__Textauszug__
═══

Für die Bestimmung des ausführenden Luftfahrtunternehmens ist es ausschlaggebend, was der Fluggast erkennen konnte und wer ihm gegenüber als ausführendes Unternehmen aufgetreten ist. Die Möglichkeit, dass im Rahmen eines Code-Sharings ein anderes Luftfahrtunternehmen als der Vertragspartner des Fluggastes den Flug ausführt und deshalb ausführendes Luftfahrtunternehmen im Sinne der Verordnung ist, war dem Verordnungsgeber offensichtlich auch bewusst, wie sich aus Art. 3 Abs. 5 der VO ergibt: „Erfüllt ein ausführendes Luftfahrtunternehmen, das in keiner Vertragsbeziehung mit dem Fluggast steht, Verpflichtungen im Rahmen dieser Verordnung, so wird davon ausgegangen, dass es im Namen der Person handelt, die in einer Vertragsbeziehung mit dem betreffenden Fluggast steht“ (vgl. AG Frankfurt am Main, Urt. v. 15.06.2007, 31 C 739/07-23).
Wird ein Flug nicht unter einer Doppelflugnummer, sondern ausschließlich unter einer Flugnummer geführt, so spricht das nicht dafür, dass jemand anderes als die angegebene Fluggesellschaft die Verantwortung für die Durchführung des Fluges i.S.d. Code-Sharings (vgl. AG Bremen, Urt. v. 18.01.2013, 4 C 0516/11).

═══

__Vorliegende Daten__
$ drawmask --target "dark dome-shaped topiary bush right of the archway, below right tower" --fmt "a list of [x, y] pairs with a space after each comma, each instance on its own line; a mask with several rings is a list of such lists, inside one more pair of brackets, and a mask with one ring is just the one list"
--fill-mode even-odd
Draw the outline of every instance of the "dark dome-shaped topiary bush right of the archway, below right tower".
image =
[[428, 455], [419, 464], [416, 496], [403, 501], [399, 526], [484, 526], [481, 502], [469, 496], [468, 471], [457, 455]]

═══

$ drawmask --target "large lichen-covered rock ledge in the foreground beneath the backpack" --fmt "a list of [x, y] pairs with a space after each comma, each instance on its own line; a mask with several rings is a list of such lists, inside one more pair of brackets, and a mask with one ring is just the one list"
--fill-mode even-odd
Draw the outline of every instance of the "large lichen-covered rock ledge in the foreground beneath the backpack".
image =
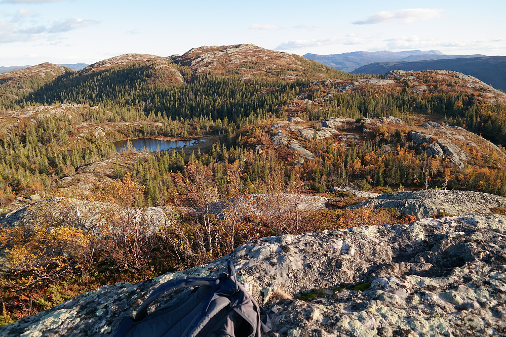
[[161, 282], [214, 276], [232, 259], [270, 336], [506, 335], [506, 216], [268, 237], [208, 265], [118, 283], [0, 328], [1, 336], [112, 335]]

═══

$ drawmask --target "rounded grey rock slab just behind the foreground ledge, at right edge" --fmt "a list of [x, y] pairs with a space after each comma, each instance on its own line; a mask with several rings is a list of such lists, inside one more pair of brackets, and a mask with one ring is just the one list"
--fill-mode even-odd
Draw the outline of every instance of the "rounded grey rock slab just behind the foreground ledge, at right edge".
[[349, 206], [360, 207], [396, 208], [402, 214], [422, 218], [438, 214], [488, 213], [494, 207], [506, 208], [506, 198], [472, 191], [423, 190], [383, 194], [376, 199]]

═══

__Aufgaben__
**A.** Zitiere aus dem Textauszug wörtlich die Stelle von „Wird ein Flug“ bis einschließlich „4 C 0516/11).“.
**B.** Aus welcher Vorschrift der Verordnung ergibt sich laut Textauszug, dass dem Verordnungsgeber die Möglichkeit eines anderen ausführenden Luftfahrtunternehmens beim Code-Sharing bewusst war?
Die Zeilen stehen in keinem Zusammenhang mit dem Textauszug.

__Antworten pro Aufgabe__
**A.**
Wird ein Flug nicht unter einer Doppelflugnummer, sondern ausschließlich unter einer Flugnummer geführt, so spricht das nicht dafür, dass jemand anderes als die angegebene Fluggesellschaft die Verantwortung für die Durchführung des Fluges i.S.d. Code-Sharings (vgl. AG Bremen, Urt. v. 18.01.2013, 4 C 0516/11).

**B.** Aus Art. 3 Abs. 5 der Verordnung.